EXTRAIT DE PAGE —
· · · · · · ·

Le nouveau spectacle de Nina Nithé à la Soufflerie nous propose un des plus grands textes contemporains de théâtre. Dans un décor minimaliste, le lent défilé, d’Aaagaoui à Zyzzeck, est riche de sens et de significations. L’actrice, qui joue dos au public, décuple le pouvoir des noms. La manière qu’elle a d’en accentuer certains, de glisser sur d’autres, comme si elle les effleurait à peine, les affects qu’elle introduit — l’humour, le sarcasme, la souffrance, l’espérance, la folie —, la sûreté éblouissante du jeu, la voix merveilleusement placée, l’énergie de tout l’être, déclenchent chez le spectateur toute la gamme des émotions. La lente marche des patronymes est évocatrice de toutes les conscriptions, et donc de tous les enfers de tous les Verdun, de toutes les déportations vers tous les Auschwitz, de toutes les listes terribles de travailleurs informels exclus de la protection sociale, d’expulsés de leurs logements après la trève hivernale, de reconduits à la frontière sans argent ni espoir, de sans-papiers, de sans-logis, de sans-travail, de sans-espoir.
Le spectateur sort de ces quatre heures trente de spectacle (qui passent comme un soupir) en état de sidération. On comprend ce que devaient ressentir les privilégiés qui entendirent la conférence d’Antonin Artaud, en 1947, au théâtre du Vieux-Colombier. Le Bottin est un spectacle inoubliable, atroce, douloureux et par moments sublime.
Le Bottin, spectacle de Nina Nithé, au théâtre de la Soufflerie, jusqu’au 1er avril.

· · · · · · ·

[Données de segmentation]
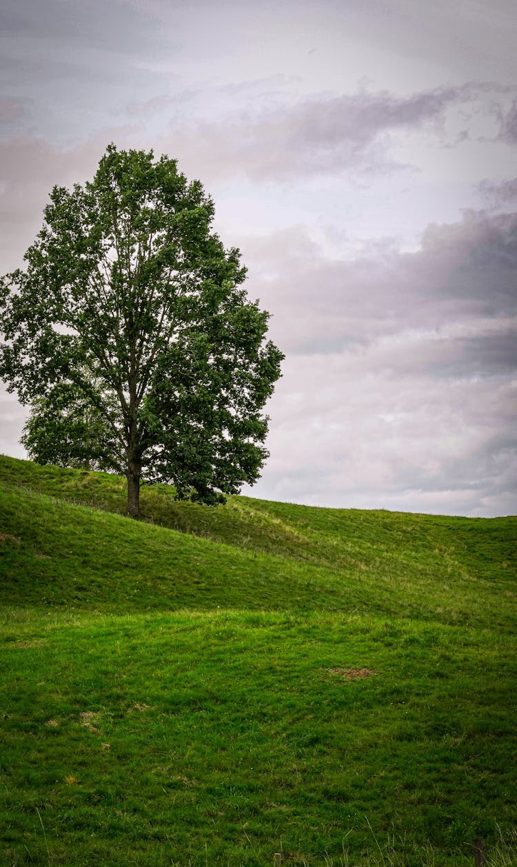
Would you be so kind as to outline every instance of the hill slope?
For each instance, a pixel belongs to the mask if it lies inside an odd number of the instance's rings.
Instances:
[[[6,864],[514,863],[515,518],[142,499],[0,458]]]

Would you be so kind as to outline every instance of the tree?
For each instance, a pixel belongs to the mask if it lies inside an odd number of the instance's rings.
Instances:
[[[25,270],[0,281],[0,377],[31,407],[30,456],[123,473],[134,517],[142,479],[215,504],[267,457],[284,356],[213,212],[175,160],[112,144],[93,181],[54,187]]]

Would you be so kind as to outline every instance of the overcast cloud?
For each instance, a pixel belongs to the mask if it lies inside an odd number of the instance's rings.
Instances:
[[[199,177],[286,354],[251,492],[517,512],[514,3],[5,0],[0,271],[107,144]],[[25,410],[0,392],[0,451]]]

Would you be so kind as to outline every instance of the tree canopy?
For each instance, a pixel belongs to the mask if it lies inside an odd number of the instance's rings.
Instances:
[[[110,145],[91,182],[54,187],[0,281],[0,377],[30,407],[29,455],[124,474],[133,516],[142,479],[214,504],[267,457],[284,356],[213,214],[174,160]]]

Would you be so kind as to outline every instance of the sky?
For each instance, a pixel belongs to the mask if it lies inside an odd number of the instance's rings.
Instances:
[[[514,0],[2,0],[0,273],[107,145],[199,178],[285,354],[243,492],[517,513]],[[0,453],[27,409],[0,383]]]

· · · · · · ·

VOTRE OBJECTIF —
Recopiez tout ce qui va de "Le spectateur sort" jusqu'à "jusqu’au 1er avril." dans la critique du spectacle, en remplaçant "sidération" par "stupeur". Le matériel ne joue aucun rôle ici.

RÉSULTAT FINAL —
Le spectateur sort de ces quatre heures trente de spectacle (qui passent comme un soupir) en état de stupeur. On comprend ce que devaient ressentir les privilégiés qui entendirent la conférence d’Antonin Artaud, en 1947, au théâtre du Vieux-Colombier. Le Bottin est un spectacle inoubliable, atroce, douloureux et par moments sublime.
Le Bottin, spectacle de Nina Nithé, au théâtre de la Soufflerie, jusqu’au 1er avril.